§ **The task**: State how many lines in the entries below contain the string "pink", matching case exactly. Give only the number.
-------- Entries provided
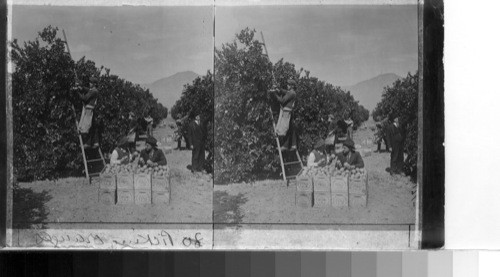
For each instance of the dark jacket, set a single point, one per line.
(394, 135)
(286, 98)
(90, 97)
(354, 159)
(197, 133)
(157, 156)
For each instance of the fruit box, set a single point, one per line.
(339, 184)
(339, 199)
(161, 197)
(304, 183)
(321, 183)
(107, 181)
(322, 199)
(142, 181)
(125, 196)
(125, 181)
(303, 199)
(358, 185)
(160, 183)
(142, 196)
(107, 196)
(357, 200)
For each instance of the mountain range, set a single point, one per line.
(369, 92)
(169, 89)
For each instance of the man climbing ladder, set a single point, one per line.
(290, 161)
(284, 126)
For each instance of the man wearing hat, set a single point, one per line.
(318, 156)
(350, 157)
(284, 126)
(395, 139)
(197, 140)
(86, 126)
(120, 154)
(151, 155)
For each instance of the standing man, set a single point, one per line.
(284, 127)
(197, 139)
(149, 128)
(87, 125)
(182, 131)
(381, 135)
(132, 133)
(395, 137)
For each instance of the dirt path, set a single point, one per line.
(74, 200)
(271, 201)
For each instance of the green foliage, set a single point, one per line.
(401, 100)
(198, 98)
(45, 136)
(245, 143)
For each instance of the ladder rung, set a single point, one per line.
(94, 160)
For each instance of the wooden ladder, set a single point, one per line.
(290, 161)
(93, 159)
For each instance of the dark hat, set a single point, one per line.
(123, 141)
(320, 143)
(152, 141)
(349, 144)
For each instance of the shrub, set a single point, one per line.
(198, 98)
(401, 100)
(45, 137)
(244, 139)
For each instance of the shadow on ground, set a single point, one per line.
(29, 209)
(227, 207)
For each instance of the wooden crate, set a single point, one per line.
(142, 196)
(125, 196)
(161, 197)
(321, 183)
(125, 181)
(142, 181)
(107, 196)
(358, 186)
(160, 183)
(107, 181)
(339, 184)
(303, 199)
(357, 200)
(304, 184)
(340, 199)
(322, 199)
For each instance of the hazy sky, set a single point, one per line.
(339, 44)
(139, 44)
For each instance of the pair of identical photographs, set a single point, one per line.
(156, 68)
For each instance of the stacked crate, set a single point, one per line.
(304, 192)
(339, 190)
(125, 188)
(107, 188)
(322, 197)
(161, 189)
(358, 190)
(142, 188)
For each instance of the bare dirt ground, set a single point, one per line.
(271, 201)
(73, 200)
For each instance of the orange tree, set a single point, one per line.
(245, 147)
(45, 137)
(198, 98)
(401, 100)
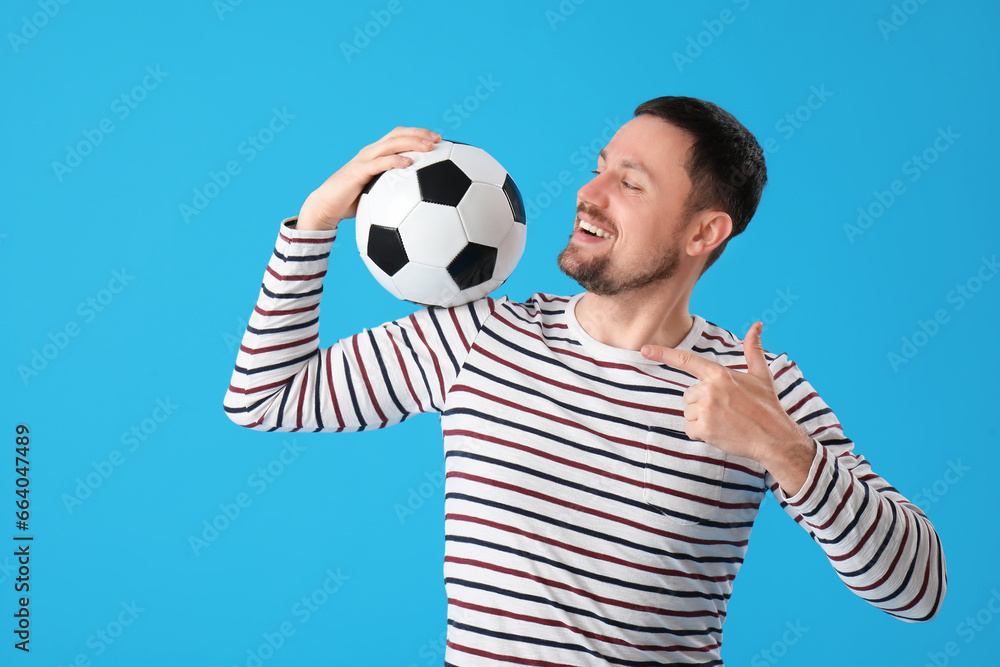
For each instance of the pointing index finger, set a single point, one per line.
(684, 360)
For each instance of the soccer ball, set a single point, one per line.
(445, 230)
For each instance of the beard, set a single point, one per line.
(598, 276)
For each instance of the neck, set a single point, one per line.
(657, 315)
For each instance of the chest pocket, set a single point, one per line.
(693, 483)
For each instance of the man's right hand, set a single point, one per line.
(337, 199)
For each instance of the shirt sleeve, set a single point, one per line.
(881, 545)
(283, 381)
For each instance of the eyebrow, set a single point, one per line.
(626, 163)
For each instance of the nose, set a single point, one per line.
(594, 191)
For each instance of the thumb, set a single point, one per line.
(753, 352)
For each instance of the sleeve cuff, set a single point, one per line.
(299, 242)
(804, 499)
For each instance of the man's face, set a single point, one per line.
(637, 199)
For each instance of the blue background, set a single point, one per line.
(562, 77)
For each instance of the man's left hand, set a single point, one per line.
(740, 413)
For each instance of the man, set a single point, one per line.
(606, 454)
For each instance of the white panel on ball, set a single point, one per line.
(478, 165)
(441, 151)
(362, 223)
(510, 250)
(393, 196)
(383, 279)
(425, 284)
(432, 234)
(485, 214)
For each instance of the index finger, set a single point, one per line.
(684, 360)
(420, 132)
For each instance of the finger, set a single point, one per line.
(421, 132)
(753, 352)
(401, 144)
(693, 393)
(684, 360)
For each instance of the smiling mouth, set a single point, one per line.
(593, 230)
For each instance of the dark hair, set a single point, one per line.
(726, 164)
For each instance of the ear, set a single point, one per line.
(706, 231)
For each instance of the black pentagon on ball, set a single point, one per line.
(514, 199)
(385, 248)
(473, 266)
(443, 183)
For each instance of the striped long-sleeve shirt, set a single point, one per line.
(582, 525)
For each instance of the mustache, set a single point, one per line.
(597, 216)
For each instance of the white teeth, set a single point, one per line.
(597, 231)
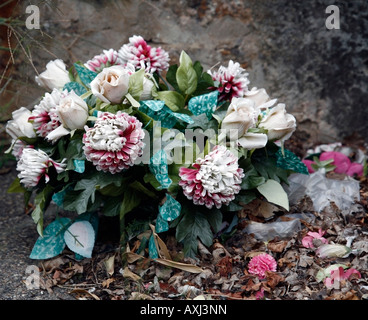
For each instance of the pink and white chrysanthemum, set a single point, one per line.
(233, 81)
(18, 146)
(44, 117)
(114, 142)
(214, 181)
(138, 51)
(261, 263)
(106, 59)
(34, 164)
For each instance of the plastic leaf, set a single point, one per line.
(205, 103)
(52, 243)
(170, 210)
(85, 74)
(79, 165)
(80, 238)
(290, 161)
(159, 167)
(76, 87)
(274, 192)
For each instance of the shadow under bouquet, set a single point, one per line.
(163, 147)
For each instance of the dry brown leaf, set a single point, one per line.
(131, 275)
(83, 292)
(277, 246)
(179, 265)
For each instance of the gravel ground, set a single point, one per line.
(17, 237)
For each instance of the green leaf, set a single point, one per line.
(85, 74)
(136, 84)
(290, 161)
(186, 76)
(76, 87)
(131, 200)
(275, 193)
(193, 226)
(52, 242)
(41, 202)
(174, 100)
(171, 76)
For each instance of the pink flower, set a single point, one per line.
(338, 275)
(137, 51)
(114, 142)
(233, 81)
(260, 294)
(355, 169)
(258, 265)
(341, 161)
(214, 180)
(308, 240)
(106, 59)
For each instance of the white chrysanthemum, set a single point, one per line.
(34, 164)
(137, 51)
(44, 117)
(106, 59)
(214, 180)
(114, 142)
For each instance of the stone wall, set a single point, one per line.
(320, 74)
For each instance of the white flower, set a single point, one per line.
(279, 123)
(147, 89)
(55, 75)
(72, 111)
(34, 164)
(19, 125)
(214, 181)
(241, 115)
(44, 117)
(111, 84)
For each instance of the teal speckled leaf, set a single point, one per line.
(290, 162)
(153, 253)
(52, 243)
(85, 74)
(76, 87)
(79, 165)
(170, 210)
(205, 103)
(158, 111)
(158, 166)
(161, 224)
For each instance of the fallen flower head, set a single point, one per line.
----------------
-------- Entries provided
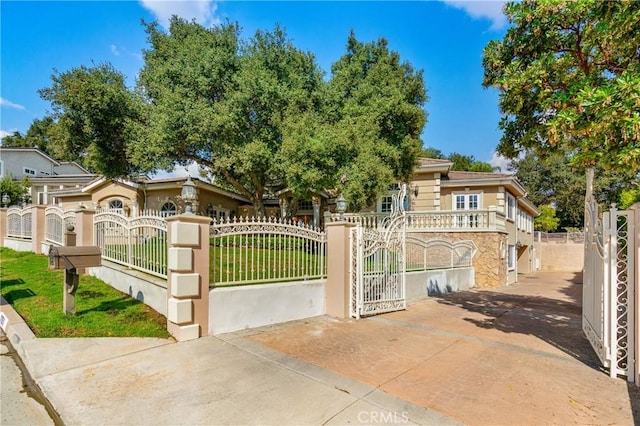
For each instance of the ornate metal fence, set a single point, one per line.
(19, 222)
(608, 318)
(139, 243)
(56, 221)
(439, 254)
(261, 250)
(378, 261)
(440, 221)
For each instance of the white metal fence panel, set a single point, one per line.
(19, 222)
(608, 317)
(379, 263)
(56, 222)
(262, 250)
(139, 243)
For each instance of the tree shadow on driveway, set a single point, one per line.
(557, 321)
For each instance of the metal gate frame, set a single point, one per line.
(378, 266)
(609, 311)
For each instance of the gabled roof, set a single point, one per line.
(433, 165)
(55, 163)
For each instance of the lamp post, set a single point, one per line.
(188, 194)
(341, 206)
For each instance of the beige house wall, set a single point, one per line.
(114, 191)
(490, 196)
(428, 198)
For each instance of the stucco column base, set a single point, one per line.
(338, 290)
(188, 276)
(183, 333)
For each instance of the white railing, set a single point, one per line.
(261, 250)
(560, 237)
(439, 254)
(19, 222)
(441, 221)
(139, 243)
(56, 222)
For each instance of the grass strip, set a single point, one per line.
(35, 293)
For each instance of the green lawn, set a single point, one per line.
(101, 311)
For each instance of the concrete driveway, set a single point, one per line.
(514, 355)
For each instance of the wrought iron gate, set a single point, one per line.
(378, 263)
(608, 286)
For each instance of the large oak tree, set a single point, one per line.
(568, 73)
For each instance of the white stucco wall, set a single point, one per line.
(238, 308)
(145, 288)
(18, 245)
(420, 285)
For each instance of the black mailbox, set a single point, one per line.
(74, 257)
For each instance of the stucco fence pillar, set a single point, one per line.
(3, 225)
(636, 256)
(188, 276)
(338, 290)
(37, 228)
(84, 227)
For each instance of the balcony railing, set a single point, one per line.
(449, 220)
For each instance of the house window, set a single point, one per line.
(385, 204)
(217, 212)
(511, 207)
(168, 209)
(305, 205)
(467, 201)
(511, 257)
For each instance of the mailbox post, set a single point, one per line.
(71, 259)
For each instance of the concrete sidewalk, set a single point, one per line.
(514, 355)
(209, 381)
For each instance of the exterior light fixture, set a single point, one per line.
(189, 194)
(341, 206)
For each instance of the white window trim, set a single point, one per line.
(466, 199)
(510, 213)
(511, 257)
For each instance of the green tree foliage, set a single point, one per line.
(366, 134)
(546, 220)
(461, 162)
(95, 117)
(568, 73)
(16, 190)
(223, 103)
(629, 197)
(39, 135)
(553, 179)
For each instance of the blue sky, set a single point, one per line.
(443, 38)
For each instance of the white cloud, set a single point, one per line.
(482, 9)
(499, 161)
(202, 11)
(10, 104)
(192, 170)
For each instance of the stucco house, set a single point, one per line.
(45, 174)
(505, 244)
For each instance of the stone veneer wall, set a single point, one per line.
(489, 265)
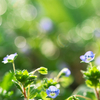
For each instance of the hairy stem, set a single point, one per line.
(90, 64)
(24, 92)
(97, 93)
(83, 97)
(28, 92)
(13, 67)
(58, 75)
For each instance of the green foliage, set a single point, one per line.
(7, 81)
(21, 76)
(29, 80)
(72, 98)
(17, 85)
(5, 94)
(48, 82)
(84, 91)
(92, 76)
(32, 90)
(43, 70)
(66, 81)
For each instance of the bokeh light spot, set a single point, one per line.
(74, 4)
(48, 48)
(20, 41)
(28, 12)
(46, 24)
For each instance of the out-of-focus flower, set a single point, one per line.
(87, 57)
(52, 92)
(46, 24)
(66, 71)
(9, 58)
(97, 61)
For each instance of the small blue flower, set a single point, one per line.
----------------
§ **Task result**: 2